[Exercise aim]:
Copy out the passage of the RiSE program article from "Carlos Paz, about" up to and including "of the program.".
===== Text passage =====
RiSE encourages bright undergrads to pursue graduate studies, especially at Rutgers

Abigail Ameri, right, shows her summer research to RiSE program director Evelyn Erenrich and David Shreiber, associate professor of biomedical engineering, during the RiSE poster session earlier this month. Ameri, about to enter her junior year at Ramapo College, has come back from a decade-long fight against Lyme disease.
credit: Nick Romanenko

'RiSE students are coming back to Rutgers as graduate students, and Rutgers is being recognized as a national center for graduate education' - Beatrice Haimovich, associate director, RiSE

Illness got between Abigail Ameri and her future as scientist, but it’s in the way no longer.

Ameri contracted Lyme disease in her teens and spent two years confined to a wheelchair, eventually progressing to a walker and later a cane. Now, 31 and able to walk normally, Ameri is getting ready to start her junior year as a bioinformatics major at Ramapo College. She’s hopes to attend graduate school and her research focus is tick-borne diseases.

This summer, she worked with Kevin Chen in Rutgers’ Department of Genetics to study the use ticks make of an enzyme that until recently was only found in plants and simpler animals.“Ticks are second only to mosquitoes as vectors for human disease. So, it’s important to understand what they do with their enzymes,” says Ameri, one of 58 students who spent the summer and doing hands-on research as part of a Rutgers program known as RiSE.

RiSE (Research in Science and Engineering)is a selective 10-week program that seeks applicants from colleges and universities across the country. The program, geared to rising juniors and seniors, specifically looks for talented students from groups underrepresented in the sciences, math or engineering; from disadvantaged backgrounds; students who are the first of their families to go to college; and nontraditional students.

 “RiSE targets students at colleges that don’t offer the opportunity for independent, cutting-edge research we offer at Rutgers,” said Evelyn Erenrich, assistant dean of the Graduate School-New Brunswick and director of RiSE. “These are students who might not otherwise know about the exciting opportunities at Rutgers or career opportunities in the science and engineering workforce.”

Carlos Paz, about to start his junior year at San Diego State University, was side-tracked from his scientific studies by his mother's illness. He was one of 58 RiSE scholars to live and work at Rutgers this year, the 13th year of the program.
credit: Nick Romanenko

It is a joint program of Rutgers’ Graduate School-New Brunswick and the Graduate School of Biomedical Sciences at Robert Wood Johnson Medical School, which became part of Rutgers on July 1.

“Our university benefits from having a diverse student body, and RiSE helps us identify students from all sorts of backgrounds, gives them a flavor of what research is and encourages them to pursue graduate studies,” said Beatrice Haimovich, associate director of RiSE and associate professor of surgery at RWJMS. “RiSE students are coming back to Rutgers as graduate students, and Rutgers is being recognized as a national center for graduate education.”

RiSE is funded by grants from the National Science Foundation, the New Jersey Space Grant Consortium, the Howard Hughes Medical Institute, internal university funding, private and corporate donors and the students’ home schools. Each RiSE student works on his or her own research project and is carefully matched with a faculty mentor. Students receive a $4,000 stipend and up to $500 for their travel and live rent-free on campus. They receive help in preparing for the Graduate Record Exam, listen to distinguished scientists as guest speakers, and learn how to make scientific presentations themselves. At the end of the experience, they showcase their work in a poster session.
===== Data =====
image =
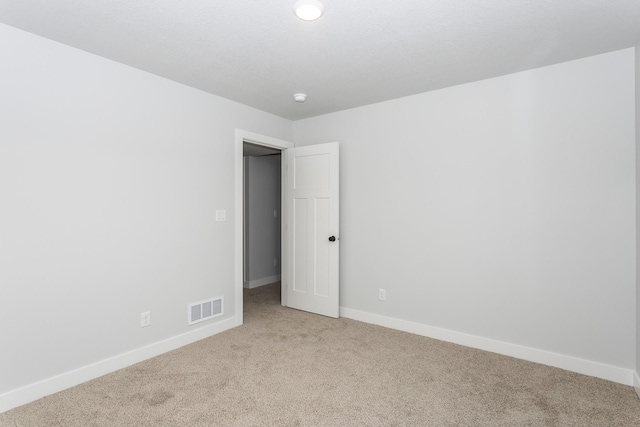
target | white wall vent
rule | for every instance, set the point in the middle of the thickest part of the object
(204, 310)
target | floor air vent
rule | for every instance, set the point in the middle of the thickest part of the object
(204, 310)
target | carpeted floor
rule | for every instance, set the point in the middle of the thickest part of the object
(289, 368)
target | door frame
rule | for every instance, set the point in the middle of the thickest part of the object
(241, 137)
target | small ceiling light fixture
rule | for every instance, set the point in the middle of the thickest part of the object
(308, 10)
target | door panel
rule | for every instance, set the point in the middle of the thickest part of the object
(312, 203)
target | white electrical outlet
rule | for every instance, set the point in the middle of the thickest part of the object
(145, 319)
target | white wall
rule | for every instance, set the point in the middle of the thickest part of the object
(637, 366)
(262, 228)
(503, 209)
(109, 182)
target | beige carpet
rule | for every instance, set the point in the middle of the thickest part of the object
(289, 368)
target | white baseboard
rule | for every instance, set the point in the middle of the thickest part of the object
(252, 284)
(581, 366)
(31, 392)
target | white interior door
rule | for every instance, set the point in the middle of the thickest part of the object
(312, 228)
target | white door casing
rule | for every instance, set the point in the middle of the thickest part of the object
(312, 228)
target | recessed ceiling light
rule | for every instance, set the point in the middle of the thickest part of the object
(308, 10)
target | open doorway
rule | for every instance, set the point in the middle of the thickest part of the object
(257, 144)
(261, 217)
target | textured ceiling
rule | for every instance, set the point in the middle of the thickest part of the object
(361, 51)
=====
[Written answer]:
Carlos Paz, about to start his junior year at San Diego State University, was side-tracked from his scientific studies by his mother's illness. He was one of 58 RiSE scholars to live and work at Rutgers this year, the 13th year of the program.